• **Reading text**:
>> start

A Shelf Full of Sherlock


As nice as it is to have the entire Canon in two or three volumes, some multi-volume editions have much to recommend them as well. Two in particular stand out -- The Oxford Sherlock Holmes and The Sherlock Holmes Reference Library.

These two annotated sets make great companions because they come at the texts from different reference points.

The Oxford edition came out from Oxford Press in 1994 under the general editorship of Owen Dudley Edwards. I have both the hardback and paperback versions. The excellent footnotes, providing both history and literary criticism, assume that Arthur Conan Doyle wrote these stories.

In The Sherlock Holmes Reference Library, published by Gasogene Press in the early 2000s, editor and annotator Leslie S. Klinger takes the same Sherlockian viewpoint of his Annotated Sherlock Holmes: These memoirs were written (mostly) by John H. Watson, M.D., to whom Dr. Conan Doyle was friend and literary agent.

Each volume has an introduction by a noted Sherlockian. As a bonus, there are ten volumes, with the tenth devoted to the Apocrypha. More about that in a future blog post.

Less scholarly is The Sherlock Holmes Collected Edition, published in England by Leopard. Although the edition I own says it was published in 1996, all of the introductions by well known British literary figures (from Eric Ambler to C.P. Snow) are copyrighted 1974. Black with white lettering, they look great on the shelves.

Also with "curb appeal" is the Book-of-the-Month-Club edition from 1994. Each has a different paisley print on the end, making an attractive appearance when all nine are shelved together. This is an inexpensive edition, without introductions, that often shows up in both paperback and hardback editions at Half-Price Books.

I'm sure there are many other wonderful matched sets, especially in paperback. What am I missing?

>> end

• **Extracted records**:
>> start

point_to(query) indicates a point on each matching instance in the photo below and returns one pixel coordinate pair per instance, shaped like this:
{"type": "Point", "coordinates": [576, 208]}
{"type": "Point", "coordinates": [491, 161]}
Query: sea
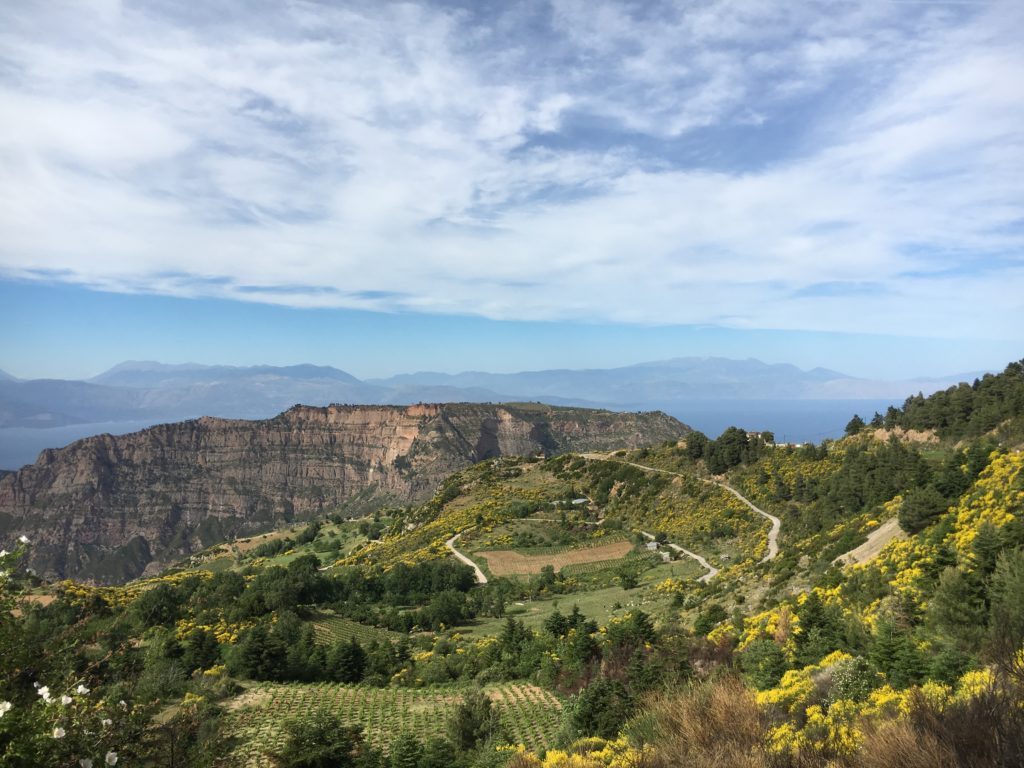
{"type": "Point", "coordinates": [792, 421]}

>> end

• **Given task 1**:
Rewrite the paragraph in the Sherlock Holmes editions text that begins "Less scholarly is The Sherlock Holmes Collected Edition" as a bulleted list that keeps its main facts.
• **Given task 2**:
Answer these questions from the Sherlock Holmes editions text, marking each answer with the same letter:
(a) Who was the general editor of the Oxford edition?
(b) Which press published The Sherlock Holmes Reference Library?
(c) How many volumes make up the Book-of-the-Month-Club edition?

• **Exercise solution 1**:
- The Sherlock Holmes Collected Edition is less scholarly and was published in England by Leopard.
- The copy the writer owns gives 1996 as its publication date.
- Its introductions are by well-known British literary figures, from Eric Ambler to C.P. Snow, and all are copyrighted 1974.
- The volumes are black with white lettering and look great on the shelves.

• **Exercise solution 2**:
(a) Owen Dudley Edwards
(b) Gasogene Press
(c) Nine